§ Selected passage
PITY THE POOR COWMAN. All his life he has been told to raise bigger and better cattle. More meat on the hoof meant more dollars in his pocket—which is why Texas ranchers have turned away from smaller British breeds like Angus and Hereford in favor of heftier continental breeds like Simmental and Charolais. Now, however, feedlot operators and meat packers have decided that smaller is better when it comes to producing the marbled beef that can qualify for a grade of USDA choice. The reason is price. British breeds develop choice beef when they weigh about 1,100 pounds; larger breeds must continue to feed on expensive grain until they reach 1,300 to 1,350 pounds. In 1995 feedlots paid ranchers up to $2.81 a pound more for 500-pound certified Angus feeder cattle than for similar-sized continental breeds. Meanwhile, packers have their own reasons for preferring smaller cattle. At one time they supplied local grocery stores with sides of beef, which butchers carved into cuts and then steaks. No longer. Now the packer supplies the cuts in boxes that hold around seventy pounds of meat. Each box contains identical cuts (say, all loins or ribeyes). The most efficient way to fill the boxes with choice beef is to use cuts from cattle that weigh about 1,100 pounds—again, Angus and Herefords. Cuts from the bigger breeds are too big to fit neatly into the box. Well, you might ask, why not get a bigger box? The answer is that bigger means heavier, and some unions resist lifting heavier boxes. Even consumers are thinking small: They don’t like the extra-large steaks that come from the bigger breeds.

The switch to lighter cattle (even the King Ranch is moving away from the Santa Gertrudis breed it created to a smaller breed called Santa Cruz) couldn’t have come at a worse time for cattle raisers. This year shapes up as the worst in three decades for Texas ranchers. Fertilizer, which is used mostly in pastures east of I-35, costs 50 percent more than last year. Feed-grain prices have increased by at least that much. Cattle prices have crashed because of an oversupply caused by two factors: (1) an optimistic herd expansion after the boom of 1991; (2) the drought, which has forced ranchers in both Texas and Mexico to liquidate their herds.

§ Records provided
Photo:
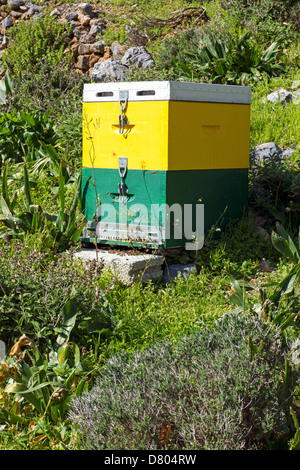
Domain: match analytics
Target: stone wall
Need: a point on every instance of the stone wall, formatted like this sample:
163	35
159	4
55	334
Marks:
86	20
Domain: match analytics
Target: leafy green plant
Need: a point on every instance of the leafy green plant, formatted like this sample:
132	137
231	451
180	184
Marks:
34	40
281	305
45	381
239	60
60	231
23	134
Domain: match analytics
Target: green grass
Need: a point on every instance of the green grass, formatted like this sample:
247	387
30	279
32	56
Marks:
144	315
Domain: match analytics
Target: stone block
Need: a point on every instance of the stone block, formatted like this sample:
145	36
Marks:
171	272
128	268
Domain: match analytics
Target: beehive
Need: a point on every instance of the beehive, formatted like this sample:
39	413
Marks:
152	151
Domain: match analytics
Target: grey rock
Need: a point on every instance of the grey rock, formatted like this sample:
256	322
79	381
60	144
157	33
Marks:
15	4
7	22
266	152
296	97
98	47
109	70
171	272
86	9
72	16
78	32
33	10
86	38
96	29
138	56
280	95
287	152
117	50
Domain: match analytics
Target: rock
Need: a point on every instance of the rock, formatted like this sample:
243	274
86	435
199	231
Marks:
33	10
86	38
7	22
72	16
83	63
56	12
15	4
95	29
93	59
129	268
97	47
172	271
86	9
138	56
79	31
280	95
118	50
84	49
4	43
84	20
287	152
296	97
265	152
108	70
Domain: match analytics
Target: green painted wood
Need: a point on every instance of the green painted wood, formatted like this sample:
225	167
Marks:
224	194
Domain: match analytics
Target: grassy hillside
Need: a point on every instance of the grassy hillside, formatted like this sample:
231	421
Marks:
197	343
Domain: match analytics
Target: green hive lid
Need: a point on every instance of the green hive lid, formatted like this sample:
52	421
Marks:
167	91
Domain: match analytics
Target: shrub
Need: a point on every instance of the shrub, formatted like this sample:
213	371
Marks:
238	60
34	288
31	41
205	392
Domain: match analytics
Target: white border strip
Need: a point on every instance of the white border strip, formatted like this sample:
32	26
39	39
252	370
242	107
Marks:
167	91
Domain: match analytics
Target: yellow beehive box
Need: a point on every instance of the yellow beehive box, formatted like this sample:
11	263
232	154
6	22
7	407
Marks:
166	125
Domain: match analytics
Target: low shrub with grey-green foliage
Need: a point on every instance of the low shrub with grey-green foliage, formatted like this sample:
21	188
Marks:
204	392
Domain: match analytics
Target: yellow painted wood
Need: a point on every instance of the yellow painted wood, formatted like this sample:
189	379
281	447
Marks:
167	135
208	135
144	142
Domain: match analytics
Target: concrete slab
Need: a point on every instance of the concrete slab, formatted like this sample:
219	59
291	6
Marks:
128	268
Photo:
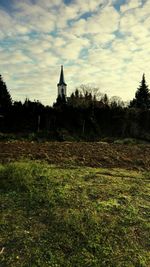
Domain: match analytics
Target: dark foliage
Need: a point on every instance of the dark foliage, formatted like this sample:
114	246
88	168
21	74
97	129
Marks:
82	116
5	98
142	96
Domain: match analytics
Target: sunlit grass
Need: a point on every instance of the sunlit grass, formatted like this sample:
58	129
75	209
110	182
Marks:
55	216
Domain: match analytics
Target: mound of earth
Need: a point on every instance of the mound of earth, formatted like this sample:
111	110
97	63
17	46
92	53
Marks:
93	154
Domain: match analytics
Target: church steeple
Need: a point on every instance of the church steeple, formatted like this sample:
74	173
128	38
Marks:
62	85
62	80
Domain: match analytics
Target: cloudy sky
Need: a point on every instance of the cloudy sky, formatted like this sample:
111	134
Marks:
105	43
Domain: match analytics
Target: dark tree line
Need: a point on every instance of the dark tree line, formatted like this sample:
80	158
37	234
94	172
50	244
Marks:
82	116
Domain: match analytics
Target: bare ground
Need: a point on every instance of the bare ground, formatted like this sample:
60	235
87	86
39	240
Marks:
79	153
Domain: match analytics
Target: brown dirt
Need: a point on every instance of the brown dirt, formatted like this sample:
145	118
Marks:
79	153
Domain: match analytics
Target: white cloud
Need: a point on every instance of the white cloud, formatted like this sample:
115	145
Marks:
96	43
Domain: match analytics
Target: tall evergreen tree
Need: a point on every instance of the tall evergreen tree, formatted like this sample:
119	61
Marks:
142	96
5	98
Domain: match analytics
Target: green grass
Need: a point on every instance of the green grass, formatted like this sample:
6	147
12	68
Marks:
73	217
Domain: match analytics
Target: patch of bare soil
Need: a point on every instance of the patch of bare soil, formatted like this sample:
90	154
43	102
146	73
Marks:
91	154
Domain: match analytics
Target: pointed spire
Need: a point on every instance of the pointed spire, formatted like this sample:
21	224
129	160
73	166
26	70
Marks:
62	80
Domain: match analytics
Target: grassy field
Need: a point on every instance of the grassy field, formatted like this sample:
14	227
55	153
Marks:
73	217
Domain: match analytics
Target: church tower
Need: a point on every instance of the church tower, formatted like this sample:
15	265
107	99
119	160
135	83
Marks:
62	85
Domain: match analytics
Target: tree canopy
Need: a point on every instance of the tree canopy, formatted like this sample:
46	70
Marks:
142	96
5	98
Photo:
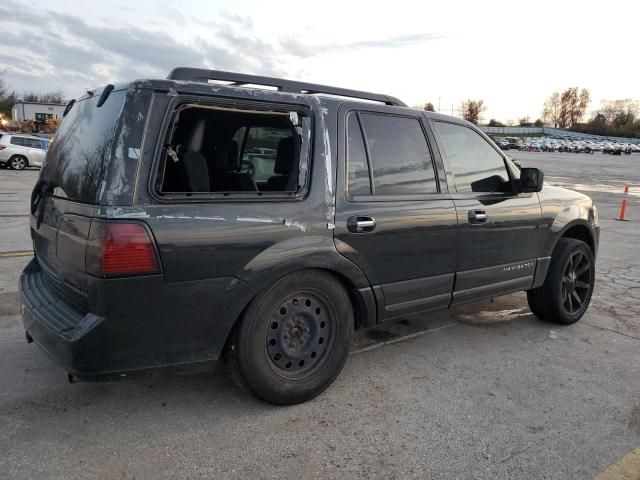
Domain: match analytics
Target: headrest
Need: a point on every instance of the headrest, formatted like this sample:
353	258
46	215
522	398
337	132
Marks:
285	156
197	135
227	157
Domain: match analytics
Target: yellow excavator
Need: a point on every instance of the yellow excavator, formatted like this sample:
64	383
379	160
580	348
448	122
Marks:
31	126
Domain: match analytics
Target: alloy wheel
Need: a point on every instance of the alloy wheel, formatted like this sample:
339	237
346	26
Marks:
18	163
576	283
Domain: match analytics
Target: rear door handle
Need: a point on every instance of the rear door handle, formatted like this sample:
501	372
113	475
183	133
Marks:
477	216
361	224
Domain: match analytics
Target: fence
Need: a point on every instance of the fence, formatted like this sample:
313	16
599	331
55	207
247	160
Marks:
554	131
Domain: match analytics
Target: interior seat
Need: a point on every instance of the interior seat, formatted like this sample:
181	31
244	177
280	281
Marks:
195	163
286	170
226	175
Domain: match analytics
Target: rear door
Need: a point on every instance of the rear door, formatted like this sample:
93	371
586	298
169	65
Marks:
500	231
394	217
66	195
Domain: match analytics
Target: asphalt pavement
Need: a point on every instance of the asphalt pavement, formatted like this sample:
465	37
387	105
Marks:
477	392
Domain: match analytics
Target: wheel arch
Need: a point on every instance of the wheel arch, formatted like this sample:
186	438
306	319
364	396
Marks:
313	253
580	231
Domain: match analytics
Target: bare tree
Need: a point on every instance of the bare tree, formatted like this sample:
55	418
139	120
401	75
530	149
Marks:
7	98
551	109
566	109
472	110
54	96
525	121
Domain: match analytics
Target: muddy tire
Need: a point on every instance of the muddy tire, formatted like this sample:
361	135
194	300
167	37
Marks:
565	295
293	339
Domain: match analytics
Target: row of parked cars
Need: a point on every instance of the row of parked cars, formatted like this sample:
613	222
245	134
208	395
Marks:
555	144
18	151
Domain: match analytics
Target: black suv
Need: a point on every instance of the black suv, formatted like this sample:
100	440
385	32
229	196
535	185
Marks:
178	220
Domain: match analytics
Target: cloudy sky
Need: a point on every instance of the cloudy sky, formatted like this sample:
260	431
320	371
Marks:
511	54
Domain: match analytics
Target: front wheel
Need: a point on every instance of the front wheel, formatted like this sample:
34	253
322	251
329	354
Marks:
293	339
18	162
565	295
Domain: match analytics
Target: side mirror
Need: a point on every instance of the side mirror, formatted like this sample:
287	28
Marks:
531	180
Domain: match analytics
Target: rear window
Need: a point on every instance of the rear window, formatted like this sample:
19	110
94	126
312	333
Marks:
77	156
223	151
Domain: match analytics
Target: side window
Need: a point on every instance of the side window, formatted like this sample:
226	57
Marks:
358	168
476	165
215	149
400	158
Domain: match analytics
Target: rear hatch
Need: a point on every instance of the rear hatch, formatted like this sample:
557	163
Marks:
90	163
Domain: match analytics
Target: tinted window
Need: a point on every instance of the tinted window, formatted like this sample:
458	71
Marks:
215	150
400	158
358	170
82	146
476	165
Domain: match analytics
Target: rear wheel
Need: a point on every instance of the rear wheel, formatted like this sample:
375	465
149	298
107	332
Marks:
294	338
565	295
18	162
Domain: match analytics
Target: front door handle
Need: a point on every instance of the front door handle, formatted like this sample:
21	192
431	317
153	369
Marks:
361	224
477	216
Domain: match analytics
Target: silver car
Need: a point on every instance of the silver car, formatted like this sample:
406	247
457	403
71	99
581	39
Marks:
22	151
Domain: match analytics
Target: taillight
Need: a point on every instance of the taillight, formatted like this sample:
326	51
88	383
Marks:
117	249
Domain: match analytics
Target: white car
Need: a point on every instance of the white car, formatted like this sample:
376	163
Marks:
21	151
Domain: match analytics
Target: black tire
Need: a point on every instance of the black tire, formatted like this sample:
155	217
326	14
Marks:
293	339
565	295
18	162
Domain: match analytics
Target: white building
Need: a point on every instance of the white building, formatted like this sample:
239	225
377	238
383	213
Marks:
40	112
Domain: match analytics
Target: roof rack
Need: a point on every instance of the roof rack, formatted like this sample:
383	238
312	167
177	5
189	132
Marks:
239	79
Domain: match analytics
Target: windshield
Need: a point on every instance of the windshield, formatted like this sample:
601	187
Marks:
83	144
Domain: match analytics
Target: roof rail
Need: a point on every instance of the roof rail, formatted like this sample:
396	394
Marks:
201	75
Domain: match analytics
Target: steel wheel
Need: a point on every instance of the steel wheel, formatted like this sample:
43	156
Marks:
18	163
576	282
293	338
299	335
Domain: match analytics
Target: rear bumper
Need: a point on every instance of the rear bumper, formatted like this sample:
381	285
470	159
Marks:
62	331
140	323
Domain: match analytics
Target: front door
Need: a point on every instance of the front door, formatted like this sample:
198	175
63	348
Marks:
500	231
392	220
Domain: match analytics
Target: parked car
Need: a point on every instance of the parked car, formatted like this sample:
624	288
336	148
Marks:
154	247
21	151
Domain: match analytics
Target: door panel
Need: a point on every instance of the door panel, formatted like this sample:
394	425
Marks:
411	254
405	244
500	231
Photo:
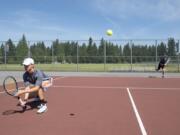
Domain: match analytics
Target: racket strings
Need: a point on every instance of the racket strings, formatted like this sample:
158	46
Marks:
10	86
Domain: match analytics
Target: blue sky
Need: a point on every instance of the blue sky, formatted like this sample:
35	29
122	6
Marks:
81	19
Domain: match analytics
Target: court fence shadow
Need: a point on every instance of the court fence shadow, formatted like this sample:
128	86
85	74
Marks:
29	106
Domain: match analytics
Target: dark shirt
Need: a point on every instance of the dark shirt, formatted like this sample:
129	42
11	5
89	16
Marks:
35	79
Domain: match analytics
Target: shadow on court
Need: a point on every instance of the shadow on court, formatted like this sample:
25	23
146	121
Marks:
29	106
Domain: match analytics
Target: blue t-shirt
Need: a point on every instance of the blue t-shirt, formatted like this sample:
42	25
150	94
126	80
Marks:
35	78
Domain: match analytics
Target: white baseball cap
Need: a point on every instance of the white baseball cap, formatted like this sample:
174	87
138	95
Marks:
28	61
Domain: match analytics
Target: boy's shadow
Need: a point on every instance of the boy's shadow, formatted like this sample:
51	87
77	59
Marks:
29	106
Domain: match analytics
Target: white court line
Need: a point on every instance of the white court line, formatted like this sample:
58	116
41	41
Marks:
110	87
143	130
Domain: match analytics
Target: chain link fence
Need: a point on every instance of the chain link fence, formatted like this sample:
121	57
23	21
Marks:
90	55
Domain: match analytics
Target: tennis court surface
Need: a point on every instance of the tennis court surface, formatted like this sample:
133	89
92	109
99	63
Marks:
98	106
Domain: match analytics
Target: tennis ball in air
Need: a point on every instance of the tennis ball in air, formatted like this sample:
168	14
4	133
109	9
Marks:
109	32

§ Exercise description
Please pick up the passage on Texas cattle breeds after its last sentence and continue it. The listing is separate material and is not connected to the passage on Texas cattle breeds.

§ Answer
Baby Talk

HEALTH MAINTENANCE ORGANIZATIONS are getting to be a popular whipping boy in Texas politics. One of the big fights of the 1997 Legislature will be a proposal to allow doctors—the HMOs’ arch-enemy—to bypass insurers by contracting directly with businesses to provide health care. Meanwhile, a newly appointed state Senate committee with a mission to study the problems of managed care appears to be doctor-friendly. Now another HMO controversy is gaining steam. HMOs want to save money by sending newborns home from hospitals within 24 hours of birth, but this policy interferes with a state program to screen newborns for blood disorders that indicate a risk of mental retardation. State law requires that babies be tested for five disorders before their release from the hospital, but some of the tests aren’t reliable in the first 24 hours. In particular, first-day tests for congenital hypothyroid and congenital adrenal hyperplasia are likely to produce a substantial number of false positive results; two other tests can result in false negatives. Parents of babies who test positive receive a letter from the Texas Department of Health warning them that the child may become mentally retarded if the condition is not treated. This is not a letter you want to receive. Most babies test negative on a second try, but in the meantime, parental anxiety abounds. You can bet that the HMO’s Heave-’M-Out policy will be one of the hot topics in the 1997 legislative session.

Going to Pot

AUSTIN’S LONG-SUFFERING CONSERVATIVES, the Brooklyn Dodgers of Texas politics, will have to wait till next year—again. The May city council election was going to be their big opportunity. The three seats at stake were held by controversial environmentalists. Voters citywide were angry over rising crime and neglected infrastructure, leaving the council’s popularity somewhere between the Aggies’ and Hill Country megadeveloper Jim Bob Moffett’s. But things began to go wrong for conservatives long before Election Day. First, they formed an organization none-too-subtly called Take Back Austin (TBA). Then they made decades-old charges of marijuana use a principal issue in the campaign, showing, to say the least, a lack of understanding of the Austin electorate. The result: Incumbent Jackie Goodman defeated her Take Back Austin challenger; gadfly political columnist Daryl Slusher and newcomer Jeff Hart knocked out another TBA hopeful; and environmentalist Beverly Griffith forced the TBA’s Rick Wheeler into a runoff.